## THE TASK:
Scan the entries below for the word "shoreline". Copy each line that has it.

━━ DATA FOR THIS EXERCISE

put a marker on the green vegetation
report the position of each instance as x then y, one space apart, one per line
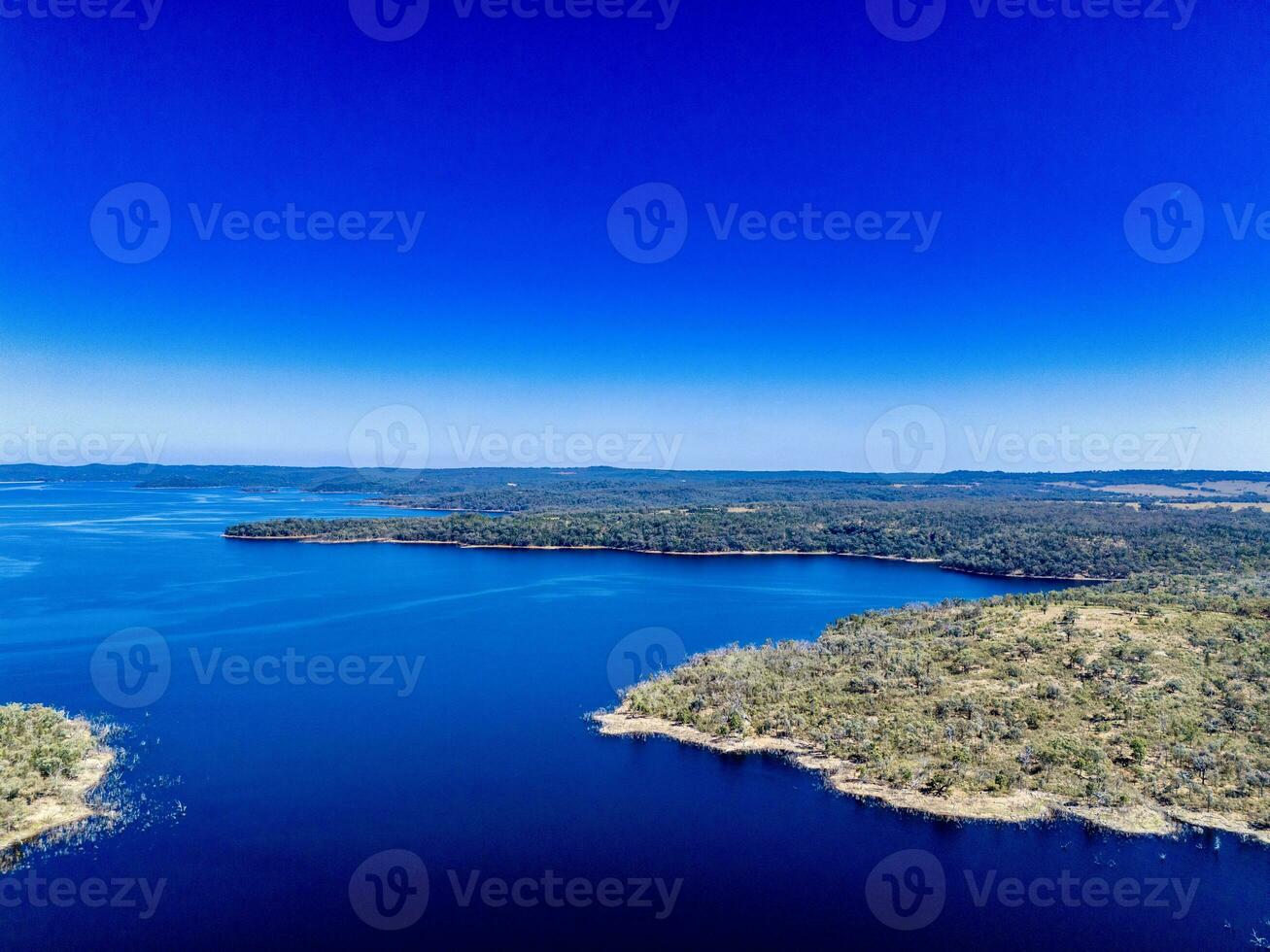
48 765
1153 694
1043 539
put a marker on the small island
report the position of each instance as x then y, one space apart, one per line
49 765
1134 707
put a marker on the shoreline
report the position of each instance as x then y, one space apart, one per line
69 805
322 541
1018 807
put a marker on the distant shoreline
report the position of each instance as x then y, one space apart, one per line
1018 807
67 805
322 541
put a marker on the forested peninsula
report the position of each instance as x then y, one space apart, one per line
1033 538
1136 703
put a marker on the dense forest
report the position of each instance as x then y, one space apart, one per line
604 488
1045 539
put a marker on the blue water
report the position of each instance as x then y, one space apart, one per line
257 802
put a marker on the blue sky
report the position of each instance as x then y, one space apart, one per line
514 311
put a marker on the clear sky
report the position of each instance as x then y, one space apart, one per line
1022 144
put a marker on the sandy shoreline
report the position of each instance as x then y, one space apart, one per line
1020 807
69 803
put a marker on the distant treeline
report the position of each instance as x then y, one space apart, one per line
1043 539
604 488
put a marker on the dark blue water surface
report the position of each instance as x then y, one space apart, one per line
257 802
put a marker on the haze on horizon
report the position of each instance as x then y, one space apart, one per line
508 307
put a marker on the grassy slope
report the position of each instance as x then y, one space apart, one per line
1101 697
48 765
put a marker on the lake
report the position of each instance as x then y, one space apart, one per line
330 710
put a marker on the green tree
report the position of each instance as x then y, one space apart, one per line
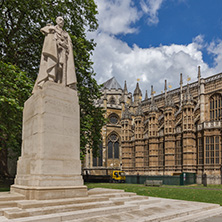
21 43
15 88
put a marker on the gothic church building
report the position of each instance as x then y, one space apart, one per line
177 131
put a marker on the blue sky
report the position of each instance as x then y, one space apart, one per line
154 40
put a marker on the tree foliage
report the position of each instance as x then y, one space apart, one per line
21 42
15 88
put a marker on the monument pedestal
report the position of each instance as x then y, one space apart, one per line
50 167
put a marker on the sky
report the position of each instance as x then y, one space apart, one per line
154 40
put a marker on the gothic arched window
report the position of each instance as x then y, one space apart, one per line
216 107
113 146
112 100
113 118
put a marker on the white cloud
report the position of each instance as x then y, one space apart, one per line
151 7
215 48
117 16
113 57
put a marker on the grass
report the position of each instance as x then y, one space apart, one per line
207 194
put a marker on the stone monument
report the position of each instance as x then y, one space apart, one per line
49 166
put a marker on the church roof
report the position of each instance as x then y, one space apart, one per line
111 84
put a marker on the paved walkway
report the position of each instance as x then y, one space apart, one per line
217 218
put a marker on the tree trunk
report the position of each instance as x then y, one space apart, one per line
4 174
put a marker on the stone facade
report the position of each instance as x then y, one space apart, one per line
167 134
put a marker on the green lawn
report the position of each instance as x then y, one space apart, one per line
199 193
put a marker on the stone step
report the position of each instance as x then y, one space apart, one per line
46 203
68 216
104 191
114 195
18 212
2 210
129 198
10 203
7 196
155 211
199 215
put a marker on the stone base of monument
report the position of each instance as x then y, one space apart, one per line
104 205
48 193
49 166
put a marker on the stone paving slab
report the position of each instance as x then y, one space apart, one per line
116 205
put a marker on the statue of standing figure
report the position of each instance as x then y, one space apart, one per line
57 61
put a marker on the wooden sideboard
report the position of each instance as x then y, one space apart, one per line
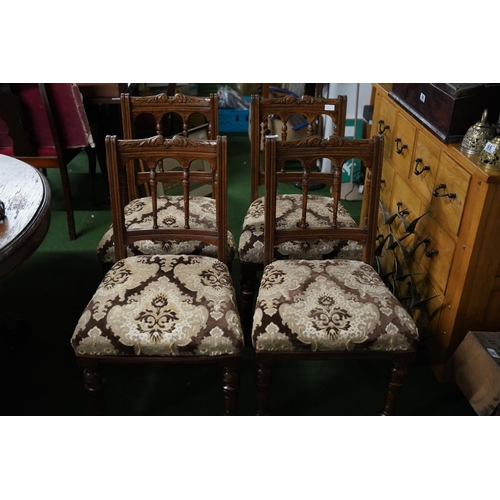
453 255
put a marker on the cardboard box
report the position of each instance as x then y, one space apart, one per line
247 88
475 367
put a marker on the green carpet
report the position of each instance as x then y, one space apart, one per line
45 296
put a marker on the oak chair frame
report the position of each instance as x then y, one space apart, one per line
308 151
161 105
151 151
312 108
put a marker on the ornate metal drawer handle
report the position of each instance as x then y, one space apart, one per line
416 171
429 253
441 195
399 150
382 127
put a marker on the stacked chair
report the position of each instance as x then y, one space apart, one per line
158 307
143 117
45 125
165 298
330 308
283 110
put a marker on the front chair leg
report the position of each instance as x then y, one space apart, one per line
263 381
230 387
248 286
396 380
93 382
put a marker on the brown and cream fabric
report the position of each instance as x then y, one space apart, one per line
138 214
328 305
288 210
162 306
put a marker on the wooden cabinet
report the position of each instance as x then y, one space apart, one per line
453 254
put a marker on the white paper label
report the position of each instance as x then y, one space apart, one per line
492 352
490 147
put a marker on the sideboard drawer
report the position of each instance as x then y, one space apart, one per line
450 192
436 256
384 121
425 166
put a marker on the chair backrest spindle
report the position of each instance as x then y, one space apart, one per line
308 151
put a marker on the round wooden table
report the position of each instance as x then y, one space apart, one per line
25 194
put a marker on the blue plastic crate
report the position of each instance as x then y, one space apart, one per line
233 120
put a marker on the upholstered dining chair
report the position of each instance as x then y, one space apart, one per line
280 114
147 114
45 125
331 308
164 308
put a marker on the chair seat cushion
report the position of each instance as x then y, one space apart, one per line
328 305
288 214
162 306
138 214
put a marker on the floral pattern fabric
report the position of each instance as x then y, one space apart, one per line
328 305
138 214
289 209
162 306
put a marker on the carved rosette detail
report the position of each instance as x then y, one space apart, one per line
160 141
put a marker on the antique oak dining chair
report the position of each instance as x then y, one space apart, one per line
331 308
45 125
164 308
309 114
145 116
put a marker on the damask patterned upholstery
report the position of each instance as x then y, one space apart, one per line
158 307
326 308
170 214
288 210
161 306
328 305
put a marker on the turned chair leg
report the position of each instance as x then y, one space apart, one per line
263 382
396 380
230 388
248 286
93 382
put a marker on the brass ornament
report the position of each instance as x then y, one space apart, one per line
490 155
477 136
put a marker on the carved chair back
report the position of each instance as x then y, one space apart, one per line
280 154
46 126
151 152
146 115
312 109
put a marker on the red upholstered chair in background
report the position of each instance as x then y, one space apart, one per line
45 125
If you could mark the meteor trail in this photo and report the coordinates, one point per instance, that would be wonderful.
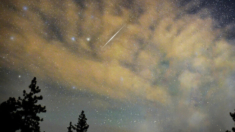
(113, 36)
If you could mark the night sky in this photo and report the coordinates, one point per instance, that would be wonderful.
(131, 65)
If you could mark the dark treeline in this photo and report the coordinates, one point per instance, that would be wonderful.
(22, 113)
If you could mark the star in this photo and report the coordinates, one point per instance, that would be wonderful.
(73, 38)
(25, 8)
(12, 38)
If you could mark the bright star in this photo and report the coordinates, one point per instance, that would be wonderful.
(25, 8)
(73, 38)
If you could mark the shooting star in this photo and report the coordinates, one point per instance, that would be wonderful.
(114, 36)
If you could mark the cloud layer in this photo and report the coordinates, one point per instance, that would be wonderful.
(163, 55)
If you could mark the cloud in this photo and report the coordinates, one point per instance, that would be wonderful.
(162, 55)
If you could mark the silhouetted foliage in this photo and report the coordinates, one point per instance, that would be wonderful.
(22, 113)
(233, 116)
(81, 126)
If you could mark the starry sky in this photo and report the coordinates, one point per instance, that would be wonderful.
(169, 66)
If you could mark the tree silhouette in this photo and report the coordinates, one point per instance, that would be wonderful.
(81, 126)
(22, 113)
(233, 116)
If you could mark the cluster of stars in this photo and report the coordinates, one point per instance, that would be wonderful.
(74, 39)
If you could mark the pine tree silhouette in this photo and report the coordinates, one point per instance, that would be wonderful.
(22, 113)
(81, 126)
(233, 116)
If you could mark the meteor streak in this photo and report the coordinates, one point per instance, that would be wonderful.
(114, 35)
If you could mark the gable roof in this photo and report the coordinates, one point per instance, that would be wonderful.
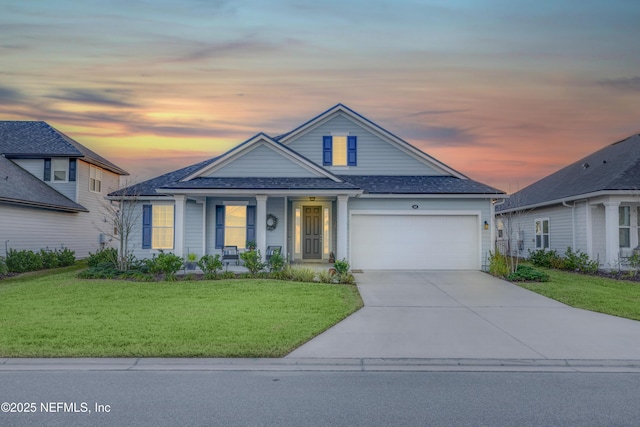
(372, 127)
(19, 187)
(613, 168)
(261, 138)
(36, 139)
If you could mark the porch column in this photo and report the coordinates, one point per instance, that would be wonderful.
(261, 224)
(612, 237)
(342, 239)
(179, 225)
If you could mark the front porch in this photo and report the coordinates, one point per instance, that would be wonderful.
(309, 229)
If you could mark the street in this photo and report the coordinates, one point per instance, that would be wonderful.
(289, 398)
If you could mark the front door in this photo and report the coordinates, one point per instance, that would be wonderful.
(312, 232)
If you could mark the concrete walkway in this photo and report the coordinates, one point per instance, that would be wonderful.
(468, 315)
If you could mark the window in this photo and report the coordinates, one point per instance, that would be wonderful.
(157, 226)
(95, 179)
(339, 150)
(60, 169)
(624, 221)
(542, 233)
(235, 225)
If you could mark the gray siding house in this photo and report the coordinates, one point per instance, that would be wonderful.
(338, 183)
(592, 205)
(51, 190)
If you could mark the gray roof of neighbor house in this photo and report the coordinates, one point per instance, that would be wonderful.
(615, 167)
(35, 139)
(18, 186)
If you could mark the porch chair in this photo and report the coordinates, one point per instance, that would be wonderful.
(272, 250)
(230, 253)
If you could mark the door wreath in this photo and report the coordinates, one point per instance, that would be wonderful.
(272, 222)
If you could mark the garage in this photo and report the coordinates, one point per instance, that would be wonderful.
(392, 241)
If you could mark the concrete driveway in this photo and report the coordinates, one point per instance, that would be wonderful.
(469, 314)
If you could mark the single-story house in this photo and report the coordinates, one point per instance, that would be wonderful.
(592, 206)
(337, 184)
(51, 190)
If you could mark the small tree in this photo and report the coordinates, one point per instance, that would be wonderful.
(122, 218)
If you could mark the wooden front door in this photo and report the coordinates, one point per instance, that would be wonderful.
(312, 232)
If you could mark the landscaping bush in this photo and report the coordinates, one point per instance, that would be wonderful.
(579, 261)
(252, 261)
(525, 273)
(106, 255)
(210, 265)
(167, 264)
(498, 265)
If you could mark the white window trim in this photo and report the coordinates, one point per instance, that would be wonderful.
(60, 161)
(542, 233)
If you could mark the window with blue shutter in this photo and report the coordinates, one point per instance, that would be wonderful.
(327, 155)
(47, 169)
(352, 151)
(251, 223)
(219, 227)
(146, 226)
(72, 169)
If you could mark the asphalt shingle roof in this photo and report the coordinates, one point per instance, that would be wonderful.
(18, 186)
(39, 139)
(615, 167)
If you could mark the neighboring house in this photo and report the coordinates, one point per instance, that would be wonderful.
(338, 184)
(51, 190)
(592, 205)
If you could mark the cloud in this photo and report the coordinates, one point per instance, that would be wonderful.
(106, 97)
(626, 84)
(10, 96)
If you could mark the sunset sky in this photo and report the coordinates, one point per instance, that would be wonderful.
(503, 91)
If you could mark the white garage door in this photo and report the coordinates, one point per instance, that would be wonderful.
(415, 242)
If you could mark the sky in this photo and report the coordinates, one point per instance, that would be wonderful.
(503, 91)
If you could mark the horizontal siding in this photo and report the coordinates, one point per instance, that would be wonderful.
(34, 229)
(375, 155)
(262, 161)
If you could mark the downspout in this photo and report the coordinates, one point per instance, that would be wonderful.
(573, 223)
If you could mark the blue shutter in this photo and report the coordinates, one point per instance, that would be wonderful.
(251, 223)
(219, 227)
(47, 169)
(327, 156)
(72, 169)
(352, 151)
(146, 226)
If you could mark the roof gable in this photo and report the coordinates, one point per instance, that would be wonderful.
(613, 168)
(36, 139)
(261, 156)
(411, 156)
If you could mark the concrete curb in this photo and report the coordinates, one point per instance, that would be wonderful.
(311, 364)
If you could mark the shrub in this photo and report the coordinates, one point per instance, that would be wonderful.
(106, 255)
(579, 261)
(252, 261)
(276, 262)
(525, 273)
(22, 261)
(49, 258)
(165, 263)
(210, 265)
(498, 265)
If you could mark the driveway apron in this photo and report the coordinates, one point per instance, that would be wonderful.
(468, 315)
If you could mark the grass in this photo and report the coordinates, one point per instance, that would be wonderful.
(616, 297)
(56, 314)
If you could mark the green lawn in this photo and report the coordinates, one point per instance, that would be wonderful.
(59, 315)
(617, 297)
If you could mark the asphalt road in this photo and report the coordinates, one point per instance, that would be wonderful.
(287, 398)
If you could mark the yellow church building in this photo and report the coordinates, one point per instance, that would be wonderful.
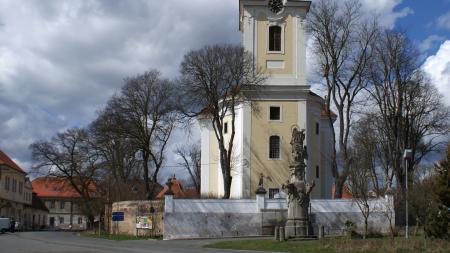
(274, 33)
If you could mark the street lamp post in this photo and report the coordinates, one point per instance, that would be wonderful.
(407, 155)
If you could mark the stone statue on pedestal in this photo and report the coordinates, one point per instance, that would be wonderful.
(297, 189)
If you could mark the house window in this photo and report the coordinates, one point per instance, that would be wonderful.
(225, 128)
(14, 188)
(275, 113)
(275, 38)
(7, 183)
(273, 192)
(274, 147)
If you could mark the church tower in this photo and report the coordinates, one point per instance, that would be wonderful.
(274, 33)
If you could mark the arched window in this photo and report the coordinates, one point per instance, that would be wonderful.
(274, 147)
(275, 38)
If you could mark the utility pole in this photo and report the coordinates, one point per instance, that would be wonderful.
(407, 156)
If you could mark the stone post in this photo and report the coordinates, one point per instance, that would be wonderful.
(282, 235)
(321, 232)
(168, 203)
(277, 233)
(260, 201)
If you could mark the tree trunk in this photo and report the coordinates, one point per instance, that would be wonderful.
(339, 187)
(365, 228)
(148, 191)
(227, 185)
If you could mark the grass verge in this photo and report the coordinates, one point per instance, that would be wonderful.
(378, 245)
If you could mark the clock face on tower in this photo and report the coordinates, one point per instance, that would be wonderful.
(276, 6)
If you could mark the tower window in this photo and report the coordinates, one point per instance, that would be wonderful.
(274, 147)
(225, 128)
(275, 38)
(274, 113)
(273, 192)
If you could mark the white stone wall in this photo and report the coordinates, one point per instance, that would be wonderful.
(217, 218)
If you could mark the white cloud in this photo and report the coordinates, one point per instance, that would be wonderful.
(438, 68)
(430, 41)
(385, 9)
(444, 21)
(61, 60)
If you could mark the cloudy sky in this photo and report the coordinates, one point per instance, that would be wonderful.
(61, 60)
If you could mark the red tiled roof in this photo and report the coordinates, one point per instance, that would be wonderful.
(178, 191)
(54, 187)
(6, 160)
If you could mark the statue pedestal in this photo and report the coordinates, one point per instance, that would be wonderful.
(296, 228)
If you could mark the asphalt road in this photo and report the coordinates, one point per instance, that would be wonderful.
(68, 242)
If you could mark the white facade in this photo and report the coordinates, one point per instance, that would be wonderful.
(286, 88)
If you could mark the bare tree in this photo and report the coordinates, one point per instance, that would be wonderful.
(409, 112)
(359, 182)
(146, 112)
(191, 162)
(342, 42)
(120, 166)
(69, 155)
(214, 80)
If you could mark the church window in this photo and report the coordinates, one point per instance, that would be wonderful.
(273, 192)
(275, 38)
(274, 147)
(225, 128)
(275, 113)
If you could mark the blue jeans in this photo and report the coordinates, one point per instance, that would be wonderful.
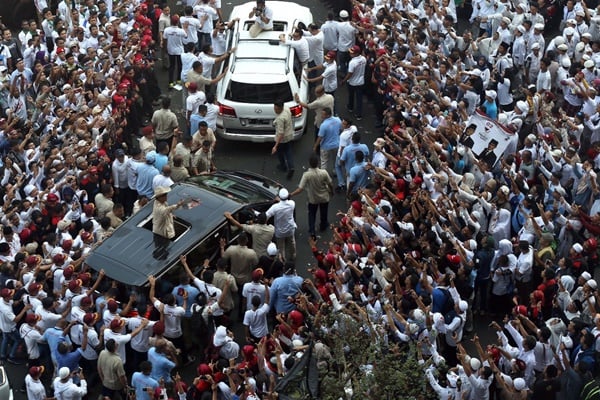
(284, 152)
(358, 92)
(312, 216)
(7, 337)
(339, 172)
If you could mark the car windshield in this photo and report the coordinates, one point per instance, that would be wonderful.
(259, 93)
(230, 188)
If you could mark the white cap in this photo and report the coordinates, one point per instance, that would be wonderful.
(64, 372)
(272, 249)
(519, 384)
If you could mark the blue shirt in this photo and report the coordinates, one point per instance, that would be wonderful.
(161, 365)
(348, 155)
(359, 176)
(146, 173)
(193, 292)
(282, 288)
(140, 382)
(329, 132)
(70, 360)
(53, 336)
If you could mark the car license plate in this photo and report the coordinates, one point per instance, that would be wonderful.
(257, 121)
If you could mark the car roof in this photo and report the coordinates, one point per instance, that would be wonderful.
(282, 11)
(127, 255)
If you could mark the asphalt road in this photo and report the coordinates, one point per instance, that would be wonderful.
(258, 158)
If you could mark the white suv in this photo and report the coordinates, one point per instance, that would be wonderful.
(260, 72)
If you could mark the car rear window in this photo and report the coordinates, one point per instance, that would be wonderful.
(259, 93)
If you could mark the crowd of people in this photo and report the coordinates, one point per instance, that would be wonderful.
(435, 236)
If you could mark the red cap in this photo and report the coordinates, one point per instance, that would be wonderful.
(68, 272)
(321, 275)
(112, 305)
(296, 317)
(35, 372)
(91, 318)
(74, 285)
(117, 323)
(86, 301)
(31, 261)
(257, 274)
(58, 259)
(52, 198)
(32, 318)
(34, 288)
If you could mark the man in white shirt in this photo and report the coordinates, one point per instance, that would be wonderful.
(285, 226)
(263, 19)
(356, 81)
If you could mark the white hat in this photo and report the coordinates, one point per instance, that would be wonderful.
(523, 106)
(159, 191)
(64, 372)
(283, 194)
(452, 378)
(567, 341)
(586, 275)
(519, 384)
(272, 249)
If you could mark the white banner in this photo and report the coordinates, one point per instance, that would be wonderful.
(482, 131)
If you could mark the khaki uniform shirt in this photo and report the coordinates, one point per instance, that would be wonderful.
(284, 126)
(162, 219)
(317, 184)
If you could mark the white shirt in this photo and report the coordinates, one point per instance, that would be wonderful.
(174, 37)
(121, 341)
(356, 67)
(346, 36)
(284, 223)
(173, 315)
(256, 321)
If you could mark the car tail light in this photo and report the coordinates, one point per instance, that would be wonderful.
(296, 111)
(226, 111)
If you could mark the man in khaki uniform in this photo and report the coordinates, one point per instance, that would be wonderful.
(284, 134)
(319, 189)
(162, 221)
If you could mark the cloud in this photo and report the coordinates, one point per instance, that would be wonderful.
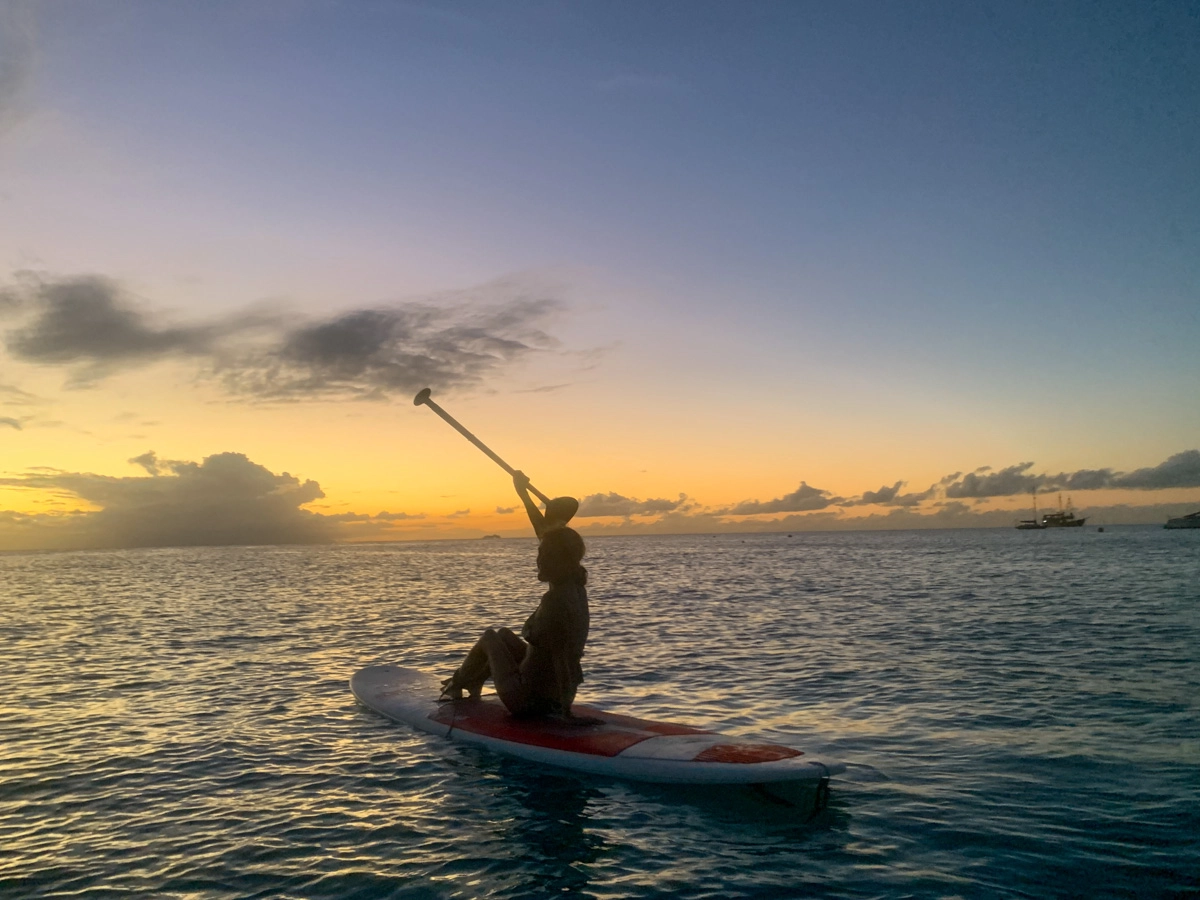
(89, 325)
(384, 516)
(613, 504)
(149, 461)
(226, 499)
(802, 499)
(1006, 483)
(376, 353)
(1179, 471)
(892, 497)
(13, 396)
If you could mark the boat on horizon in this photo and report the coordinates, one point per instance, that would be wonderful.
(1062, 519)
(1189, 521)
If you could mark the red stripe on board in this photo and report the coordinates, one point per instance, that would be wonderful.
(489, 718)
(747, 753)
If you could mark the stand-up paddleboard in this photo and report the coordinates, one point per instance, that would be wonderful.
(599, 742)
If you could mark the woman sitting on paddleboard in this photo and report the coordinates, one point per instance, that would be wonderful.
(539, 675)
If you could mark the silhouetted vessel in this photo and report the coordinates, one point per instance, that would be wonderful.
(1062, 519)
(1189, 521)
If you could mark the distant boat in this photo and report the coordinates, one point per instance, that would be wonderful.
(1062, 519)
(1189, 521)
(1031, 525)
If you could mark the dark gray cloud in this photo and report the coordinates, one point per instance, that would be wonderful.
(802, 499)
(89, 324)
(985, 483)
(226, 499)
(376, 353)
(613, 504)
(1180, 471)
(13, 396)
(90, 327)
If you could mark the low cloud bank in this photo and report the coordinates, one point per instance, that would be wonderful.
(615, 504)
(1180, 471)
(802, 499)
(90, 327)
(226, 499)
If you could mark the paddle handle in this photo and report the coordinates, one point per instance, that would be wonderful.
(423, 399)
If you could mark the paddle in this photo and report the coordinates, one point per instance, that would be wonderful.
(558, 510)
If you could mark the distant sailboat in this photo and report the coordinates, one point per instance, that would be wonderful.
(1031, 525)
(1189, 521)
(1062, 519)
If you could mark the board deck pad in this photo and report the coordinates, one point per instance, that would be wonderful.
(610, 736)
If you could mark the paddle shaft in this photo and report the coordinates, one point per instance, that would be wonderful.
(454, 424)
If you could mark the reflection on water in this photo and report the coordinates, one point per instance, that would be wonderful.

━━━━

## TASK OUTPUT:
put a marker on the shoreline
put a marker on the distant shoreline
put a marker on the sandy shoreline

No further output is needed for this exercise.